Гуманитарная история


В 1922 году в петроградском издательстве «Колос» вышла первая часть «Очерка развития русской философии» Густава Шпета. Это сочинение остается важнейшим до сегодняшнего дня и почти всегда упоминается в разговоре, если речь заходит о создании национальной истории того, чего в России никогда не было.

Затруднение, с которым столкнулся Шпет как историк русской философии, состоит в следующем. Философию он понимал как знание и науку, но в этом виде она стала приживаться на русской почве только в его поколении. «Очерк развития», таким образом, имел дело не с предметом как таковым, а со смутными следами, который этот вненациональный предмет оставил в многовековой истории российской умственности. Шпет предполагал разрешить это методологическое затруднение во второй части, где должен был обрисовать современное ему состояние российской философской науки, что позволило бы ему вынести жесткие оценки потугам на мысль в части первой. Но вторая часть так никогда и не вышла, а самого Шпета в 1937 году расстреляли в Томске.

Проблема, стоявшая перед Шпетом девяносто лет назад, едва ли не в том же виде дошла до наших дней. У Шпета было представление о «нормальной философии», у специалистов, занимающихся сегодня советским периодом, оно тоже имеется. Огромная беда в том, что это представление о норме неизвестно за пределами специализированного сообщества. Гуманитарная норма, содержание которой казалось очевидным в 1990?е годы, снова амбивалентна. Последовательные сторонники нормальной науки в ее западном понимании дрейфуют в сторону новых институций и за границу. В отечественных университетах снова расцветают фантастические гибриды.

§ **Задания**
- 1) Перепишите из текста о Шпете отрывок от «В 1922 году в петроградском» до «в России никогда не было.» слово в слово.
- 2) Допишите текст о Шпете дальше, начиная сразу после его последнего предложения.

§ **Материал**
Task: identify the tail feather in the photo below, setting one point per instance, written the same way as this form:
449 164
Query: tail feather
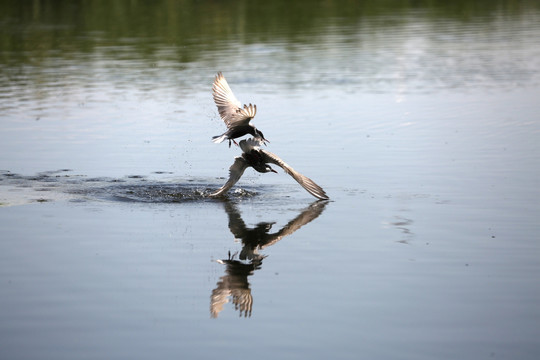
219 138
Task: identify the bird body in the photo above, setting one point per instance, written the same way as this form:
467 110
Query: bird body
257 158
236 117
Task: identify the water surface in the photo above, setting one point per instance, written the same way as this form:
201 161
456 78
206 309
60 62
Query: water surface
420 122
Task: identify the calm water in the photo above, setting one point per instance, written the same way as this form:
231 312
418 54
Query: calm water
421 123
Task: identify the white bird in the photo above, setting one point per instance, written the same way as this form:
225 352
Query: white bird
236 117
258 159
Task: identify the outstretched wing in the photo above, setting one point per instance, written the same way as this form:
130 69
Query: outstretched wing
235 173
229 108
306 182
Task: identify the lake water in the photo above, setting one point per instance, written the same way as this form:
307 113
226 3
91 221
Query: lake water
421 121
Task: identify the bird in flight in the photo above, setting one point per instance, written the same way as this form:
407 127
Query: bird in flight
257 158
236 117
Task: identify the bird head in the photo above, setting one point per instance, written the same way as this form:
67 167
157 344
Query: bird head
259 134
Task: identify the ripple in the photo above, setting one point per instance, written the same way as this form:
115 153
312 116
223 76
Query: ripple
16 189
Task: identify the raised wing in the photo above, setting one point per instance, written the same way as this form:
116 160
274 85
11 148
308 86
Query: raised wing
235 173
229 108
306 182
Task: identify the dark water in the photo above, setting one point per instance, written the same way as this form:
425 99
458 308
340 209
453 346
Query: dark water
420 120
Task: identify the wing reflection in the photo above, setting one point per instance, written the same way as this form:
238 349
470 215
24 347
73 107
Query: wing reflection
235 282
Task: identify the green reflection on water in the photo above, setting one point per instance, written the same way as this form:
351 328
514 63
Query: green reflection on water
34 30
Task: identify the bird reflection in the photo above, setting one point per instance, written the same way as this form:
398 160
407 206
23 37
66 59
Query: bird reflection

* * *

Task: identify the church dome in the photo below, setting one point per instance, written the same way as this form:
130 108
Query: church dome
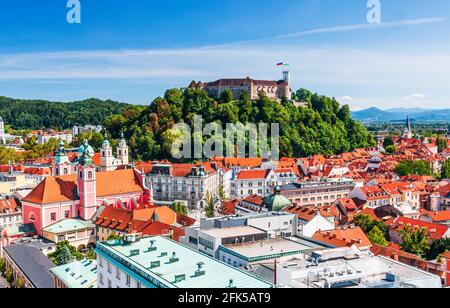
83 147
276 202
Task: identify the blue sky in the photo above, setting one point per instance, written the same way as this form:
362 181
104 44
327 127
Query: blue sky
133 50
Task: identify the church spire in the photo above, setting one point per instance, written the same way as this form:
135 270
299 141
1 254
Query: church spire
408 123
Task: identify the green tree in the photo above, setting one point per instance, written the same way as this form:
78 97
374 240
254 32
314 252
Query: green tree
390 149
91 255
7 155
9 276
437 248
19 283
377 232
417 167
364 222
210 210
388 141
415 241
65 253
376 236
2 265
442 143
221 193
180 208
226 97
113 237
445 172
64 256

§ **Итоговые ответы**
- 1)
В 1922 году в петроградском издательстве «Колос» вышла первая часть «Очерка развития русской философии» Густава Шпета. Это сочинение остается важнейшим до сегодняшнего дня и почти всегда упоминается в разговоре, если речь заходит о создании национальной истории того, чего в России никогда не было.

- 2)
Изнутри академии раздел в понимании нормы может казаться чисто политическим: условные либералы или убежденные левые склоняются к общемировому пониманию нормы, тогда как почвенники и государственники стремятся изобрести на месте истории, философии, социологии и литературоведения очередной велосипед на конной тяге. Но если взглянуть на то, как обрабатывают материал об истории советской интеллигенции и советской гуманитарной традиции в теледокументалистике, то станет ясно, что дело здесь не в политике, а в банальном нежелании разбираться в деталях и погружаться в предмет. Документальных фильмов историко-гуманитарной тематики было в последние годы довольно много, но я остановлюсь только на трех: пятнадцатисерийном «Подстрочнике» Олега Дормана (показан в 2009 году на телеканале «Россия»), восьмичастном «Отделе (шестидесятники)» Александра Архангельского [в 2024 году признан Минюстом РФ иностранным агентом — примеч.ред.] (прошел на «Культуре» в 2010 году) и четырехсерийном проекте Елены Якович «Дочь философа Шпета», с которого «Культура» начала нынешний, 2013 год.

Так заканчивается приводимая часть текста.